§ **Passage provided**:
Fe is about the consistency of external interpersonal harmony.
Ti for me deals in just impersonal “facts” for their own sake; which help build models of reality. Hence trying to put back together and recreate the whole geographical context of the Five Points, as a contrast to the world of today.
Tertiary Si contributes to this, being drawn to the non-emergent (and thus easily internalized) tangible connections of where everything was, and comparisons with similar nearby areas from the same century that survived, (and the bewilderment that the site was such a part of my life, working there for a decade, without even knowing its history), and auxiliary Ne draws the emergent intangible (transcendant) connections (OK, it once was, but is no more, but what else can we draw from it now?), by imagining what it must have looked like, and what it would look like if it had survived into the present. This then leads into ideas like time travel and alternate realities.
Te finds this sort of “trivia” a waste of time, for it’s more about localized immediate solutions to problems. Coupled with Si as aux or dom., it might engage the nostalgia for a bit, but then want to move on to the more “practical” matters that Si facts can inform the Te judgments with.

§ **Supplied data**:
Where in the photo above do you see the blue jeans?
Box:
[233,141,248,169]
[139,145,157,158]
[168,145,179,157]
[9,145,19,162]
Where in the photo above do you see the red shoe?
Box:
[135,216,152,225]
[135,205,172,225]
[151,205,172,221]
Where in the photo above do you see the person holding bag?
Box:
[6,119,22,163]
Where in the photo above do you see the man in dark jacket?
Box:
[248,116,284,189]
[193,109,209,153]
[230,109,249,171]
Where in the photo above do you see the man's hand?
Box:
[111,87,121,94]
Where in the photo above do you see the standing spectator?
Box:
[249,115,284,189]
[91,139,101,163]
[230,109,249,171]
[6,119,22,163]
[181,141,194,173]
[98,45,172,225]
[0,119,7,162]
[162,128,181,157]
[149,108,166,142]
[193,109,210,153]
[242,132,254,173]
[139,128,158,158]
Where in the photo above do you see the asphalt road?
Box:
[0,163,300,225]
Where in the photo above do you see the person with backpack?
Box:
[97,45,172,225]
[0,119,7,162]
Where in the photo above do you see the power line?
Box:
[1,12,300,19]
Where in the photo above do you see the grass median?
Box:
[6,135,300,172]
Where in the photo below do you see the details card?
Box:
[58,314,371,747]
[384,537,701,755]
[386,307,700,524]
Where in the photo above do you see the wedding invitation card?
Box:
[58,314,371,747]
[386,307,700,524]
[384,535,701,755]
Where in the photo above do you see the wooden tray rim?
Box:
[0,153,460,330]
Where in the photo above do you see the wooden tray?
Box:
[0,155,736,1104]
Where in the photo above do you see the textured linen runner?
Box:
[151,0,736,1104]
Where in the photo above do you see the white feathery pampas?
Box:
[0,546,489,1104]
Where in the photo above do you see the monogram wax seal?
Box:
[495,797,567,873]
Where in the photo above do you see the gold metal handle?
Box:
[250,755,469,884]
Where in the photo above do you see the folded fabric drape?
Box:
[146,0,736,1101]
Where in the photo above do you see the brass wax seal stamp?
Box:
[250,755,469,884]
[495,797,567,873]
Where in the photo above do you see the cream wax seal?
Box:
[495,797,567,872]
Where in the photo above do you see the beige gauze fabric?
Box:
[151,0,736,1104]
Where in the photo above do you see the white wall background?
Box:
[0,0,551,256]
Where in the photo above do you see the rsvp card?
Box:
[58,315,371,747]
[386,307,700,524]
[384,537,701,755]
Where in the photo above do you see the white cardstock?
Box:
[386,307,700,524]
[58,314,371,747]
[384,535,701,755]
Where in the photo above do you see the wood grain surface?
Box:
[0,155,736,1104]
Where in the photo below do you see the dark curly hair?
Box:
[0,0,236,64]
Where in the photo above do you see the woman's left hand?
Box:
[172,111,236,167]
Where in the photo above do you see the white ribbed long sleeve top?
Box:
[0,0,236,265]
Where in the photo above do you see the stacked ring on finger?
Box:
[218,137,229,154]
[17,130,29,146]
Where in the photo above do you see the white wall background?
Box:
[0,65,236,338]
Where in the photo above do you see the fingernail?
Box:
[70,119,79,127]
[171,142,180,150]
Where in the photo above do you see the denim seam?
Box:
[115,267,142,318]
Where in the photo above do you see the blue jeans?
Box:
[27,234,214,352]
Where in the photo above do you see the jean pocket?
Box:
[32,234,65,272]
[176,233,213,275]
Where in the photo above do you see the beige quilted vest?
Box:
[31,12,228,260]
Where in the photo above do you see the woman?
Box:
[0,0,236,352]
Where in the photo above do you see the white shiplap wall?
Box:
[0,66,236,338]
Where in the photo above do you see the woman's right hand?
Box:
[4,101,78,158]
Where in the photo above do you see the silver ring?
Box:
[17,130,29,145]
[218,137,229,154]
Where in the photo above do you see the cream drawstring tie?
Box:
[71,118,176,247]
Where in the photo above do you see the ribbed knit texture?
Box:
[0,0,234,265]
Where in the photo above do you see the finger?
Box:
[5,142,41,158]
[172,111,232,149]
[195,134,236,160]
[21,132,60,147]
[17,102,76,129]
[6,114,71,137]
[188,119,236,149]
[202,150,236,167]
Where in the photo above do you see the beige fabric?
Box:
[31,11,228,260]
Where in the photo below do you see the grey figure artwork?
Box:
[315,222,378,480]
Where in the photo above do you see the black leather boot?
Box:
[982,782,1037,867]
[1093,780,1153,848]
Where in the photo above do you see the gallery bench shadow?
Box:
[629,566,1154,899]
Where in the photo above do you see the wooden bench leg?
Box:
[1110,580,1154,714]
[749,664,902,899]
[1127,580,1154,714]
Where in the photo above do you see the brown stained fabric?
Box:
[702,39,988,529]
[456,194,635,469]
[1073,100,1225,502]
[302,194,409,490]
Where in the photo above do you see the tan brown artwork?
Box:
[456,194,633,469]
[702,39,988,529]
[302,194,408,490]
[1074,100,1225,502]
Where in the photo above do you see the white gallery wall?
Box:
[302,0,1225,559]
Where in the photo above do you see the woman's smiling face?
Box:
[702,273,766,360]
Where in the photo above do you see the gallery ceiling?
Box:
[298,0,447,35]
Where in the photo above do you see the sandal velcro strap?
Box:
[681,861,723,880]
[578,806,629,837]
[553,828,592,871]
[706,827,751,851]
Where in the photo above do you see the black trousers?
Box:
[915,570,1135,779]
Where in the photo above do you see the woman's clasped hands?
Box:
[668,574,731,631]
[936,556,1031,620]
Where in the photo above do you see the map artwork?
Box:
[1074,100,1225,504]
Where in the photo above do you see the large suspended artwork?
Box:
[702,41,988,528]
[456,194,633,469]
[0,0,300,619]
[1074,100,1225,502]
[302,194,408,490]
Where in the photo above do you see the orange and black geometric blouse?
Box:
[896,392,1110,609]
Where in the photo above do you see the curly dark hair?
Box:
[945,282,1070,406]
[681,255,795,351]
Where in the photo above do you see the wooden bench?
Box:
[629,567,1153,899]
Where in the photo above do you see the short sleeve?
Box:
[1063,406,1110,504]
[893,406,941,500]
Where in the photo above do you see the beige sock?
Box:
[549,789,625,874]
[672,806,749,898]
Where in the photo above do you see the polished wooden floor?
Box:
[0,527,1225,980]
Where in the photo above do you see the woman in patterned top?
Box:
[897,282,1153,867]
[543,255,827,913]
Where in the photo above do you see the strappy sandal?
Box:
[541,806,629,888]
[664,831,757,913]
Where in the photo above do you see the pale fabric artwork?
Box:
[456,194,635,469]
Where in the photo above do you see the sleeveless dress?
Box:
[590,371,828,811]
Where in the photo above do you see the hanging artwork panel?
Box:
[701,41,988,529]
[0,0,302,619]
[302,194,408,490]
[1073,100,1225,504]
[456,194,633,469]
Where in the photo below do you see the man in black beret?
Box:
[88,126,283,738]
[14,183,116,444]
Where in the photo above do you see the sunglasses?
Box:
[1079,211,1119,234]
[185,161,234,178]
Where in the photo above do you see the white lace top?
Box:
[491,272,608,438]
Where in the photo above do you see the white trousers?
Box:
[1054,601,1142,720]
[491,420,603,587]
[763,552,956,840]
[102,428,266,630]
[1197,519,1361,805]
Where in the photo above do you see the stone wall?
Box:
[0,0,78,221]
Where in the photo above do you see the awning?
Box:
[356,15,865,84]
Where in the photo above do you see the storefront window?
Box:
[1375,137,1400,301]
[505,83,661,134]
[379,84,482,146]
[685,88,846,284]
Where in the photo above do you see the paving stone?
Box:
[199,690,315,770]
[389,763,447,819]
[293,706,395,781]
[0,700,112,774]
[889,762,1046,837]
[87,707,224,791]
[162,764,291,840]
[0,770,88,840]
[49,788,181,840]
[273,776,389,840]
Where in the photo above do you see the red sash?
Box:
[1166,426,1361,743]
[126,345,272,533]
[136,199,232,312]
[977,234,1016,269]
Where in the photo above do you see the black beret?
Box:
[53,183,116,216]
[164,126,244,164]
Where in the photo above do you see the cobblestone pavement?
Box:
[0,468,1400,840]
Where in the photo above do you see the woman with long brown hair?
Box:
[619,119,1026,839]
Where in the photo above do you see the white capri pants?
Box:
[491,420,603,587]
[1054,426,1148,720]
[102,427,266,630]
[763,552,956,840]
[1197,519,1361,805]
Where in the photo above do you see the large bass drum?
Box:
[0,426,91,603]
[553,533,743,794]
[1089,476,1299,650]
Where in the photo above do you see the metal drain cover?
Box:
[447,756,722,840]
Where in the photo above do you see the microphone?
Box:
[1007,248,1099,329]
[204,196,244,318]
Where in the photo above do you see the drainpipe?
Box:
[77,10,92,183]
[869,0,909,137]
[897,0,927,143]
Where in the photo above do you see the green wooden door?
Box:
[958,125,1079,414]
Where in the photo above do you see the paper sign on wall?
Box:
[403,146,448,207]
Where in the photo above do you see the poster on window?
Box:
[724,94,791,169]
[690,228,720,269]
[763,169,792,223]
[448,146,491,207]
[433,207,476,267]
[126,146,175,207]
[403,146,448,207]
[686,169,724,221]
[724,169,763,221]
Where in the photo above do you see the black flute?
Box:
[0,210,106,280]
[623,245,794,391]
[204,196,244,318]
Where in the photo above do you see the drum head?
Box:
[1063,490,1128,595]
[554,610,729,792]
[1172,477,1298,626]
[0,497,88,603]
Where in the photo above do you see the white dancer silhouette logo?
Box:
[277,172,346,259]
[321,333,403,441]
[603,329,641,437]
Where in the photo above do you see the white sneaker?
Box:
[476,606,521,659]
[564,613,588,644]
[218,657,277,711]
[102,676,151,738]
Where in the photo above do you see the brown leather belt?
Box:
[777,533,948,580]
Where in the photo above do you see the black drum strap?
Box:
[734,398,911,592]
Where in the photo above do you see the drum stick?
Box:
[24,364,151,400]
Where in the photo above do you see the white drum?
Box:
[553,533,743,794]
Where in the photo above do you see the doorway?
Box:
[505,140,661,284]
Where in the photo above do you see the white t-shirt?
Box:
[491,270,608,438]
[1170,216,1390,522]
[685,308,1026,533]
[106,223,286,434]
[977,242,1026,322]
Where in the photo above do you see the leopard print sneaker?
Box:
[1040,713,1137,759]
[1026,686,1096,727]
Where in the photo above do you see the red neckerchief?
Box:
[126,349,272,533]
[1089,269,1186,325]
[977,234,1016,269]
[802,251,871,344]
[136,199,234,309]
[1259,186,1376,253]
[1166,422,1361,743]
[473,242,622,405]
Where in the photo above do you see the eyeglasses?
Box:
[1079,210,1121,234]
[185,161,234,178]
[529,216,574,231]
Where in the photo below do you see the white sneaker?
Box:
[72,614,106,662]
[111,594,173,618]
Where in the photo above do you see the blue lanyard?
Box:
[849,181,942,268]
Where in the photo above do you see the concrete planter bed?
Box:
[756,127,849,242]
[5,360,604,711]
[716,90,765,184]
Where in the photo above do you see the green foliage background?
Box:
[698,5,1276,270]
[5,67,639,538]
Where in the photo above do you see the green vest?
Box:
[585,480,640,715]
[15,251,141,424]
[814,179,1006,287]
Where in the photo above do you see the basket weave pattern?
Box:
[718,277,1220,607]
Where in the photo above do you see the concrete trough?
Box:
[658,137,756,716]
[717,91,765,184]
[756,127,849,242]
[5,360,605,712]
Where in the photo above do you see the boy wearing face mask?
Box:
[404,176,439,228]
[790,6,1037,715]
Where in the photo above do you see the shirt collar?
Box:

§ **Challenge**: Repeat the passage on cognitive functions word for word from "Fe is about" to "world of today.". The lines have no connection to the passage on cognitive functions.

§ **Correct result**:
Fe is about the consistency of external interpersonal harmony.
Ti for me deals in just impersonal “facts” for their own sake; which help build models of reality. Hence trying to put back together and recreate the whole geographical context of the Five Points, as a contrast to the world of today.